■ **What you should do**
Your task is to transcribe the entries below exactly, beginning with the line containing "Question. For each instance of the white blazer" and ending with the final line, and to add nothing else.

** Opening Dataset records block **

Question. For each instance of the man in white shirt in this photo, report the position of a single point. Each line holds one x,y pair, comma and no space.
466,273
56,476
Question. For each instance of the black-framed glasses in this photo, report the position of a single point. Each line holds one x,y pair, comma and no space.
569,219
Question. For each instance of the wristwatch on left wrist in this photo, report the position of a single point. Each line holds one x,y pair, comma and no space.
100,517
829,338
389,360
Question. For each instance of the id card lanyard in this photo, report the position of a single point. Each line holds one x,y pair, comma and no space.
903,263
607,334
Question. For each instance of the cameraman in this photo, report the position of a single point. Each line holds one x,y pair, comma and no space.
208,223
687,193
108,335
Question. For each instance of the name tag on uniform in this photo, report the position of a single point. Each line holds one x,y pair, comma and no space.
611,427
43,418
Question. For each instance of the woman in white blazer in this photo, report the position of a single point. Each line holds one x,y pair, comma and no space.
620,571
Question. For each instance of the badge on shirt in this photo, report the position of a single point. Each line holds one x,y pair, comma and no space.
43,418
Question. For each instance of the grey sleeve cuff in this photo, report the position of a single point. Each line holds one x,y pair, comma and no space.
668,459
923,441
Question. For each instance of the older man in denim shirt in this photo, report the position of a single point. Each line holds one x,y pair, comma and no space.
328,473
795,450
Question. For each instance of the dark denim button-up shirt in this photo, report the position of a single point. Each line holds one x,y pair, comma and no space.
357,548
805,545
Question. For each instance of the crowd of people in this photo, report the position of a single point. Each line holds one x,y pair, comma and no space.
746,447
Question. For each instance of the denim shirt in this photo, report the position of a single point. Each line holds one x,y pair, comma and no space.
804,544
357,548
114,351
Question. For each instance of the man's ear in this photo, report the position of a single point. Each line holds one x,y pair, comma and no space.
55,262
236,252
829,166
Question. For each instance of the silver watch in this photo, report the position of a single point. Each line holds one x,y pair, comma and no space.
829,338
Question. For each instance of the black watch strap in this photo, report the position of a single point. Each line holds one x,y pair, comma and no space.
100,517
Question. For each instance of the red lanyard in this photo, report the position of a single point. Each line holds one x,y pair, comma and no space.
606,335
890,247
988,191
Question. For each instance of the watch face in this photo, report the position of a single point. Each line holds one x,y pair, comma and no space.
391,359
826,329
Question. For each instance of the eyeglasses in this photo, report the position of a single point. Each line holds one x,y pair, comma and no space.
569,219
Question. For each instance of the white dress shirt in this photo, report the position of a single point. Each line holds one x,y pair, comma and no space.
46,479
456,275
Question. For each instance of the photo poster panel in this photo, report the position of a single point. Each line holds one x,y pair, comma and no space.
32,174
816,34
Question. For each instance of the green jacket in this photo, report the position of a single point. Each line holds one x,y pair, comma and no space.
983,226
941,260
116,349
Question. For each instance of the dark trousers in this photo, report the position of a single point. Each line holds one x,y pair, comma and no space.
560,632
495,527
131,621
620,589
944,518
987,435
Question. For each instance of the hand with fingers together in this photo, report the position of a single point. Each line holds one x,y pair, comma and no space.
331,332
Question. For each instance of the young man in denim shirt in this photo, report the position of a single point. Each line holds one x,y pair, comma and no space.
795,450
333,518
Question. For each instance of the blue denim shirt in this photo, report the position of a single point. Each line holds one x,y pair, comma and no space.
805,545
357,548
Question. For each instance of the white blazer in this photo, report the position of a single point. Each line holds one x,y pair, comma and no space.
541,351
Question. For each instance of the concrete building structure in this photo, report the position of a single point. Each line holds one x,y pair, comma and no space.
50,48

** Closing Dataset records block **

■ **Result for this task**
Question. For each instance of the white blazer in this photo, report the position of a single point. Each line holds one x,y pair, comma and no space.
541,351
Question. For each instance of the concrete building structure in this photo, report the position of a single point. Each line holds one x,y pair, comma and no space.
50,48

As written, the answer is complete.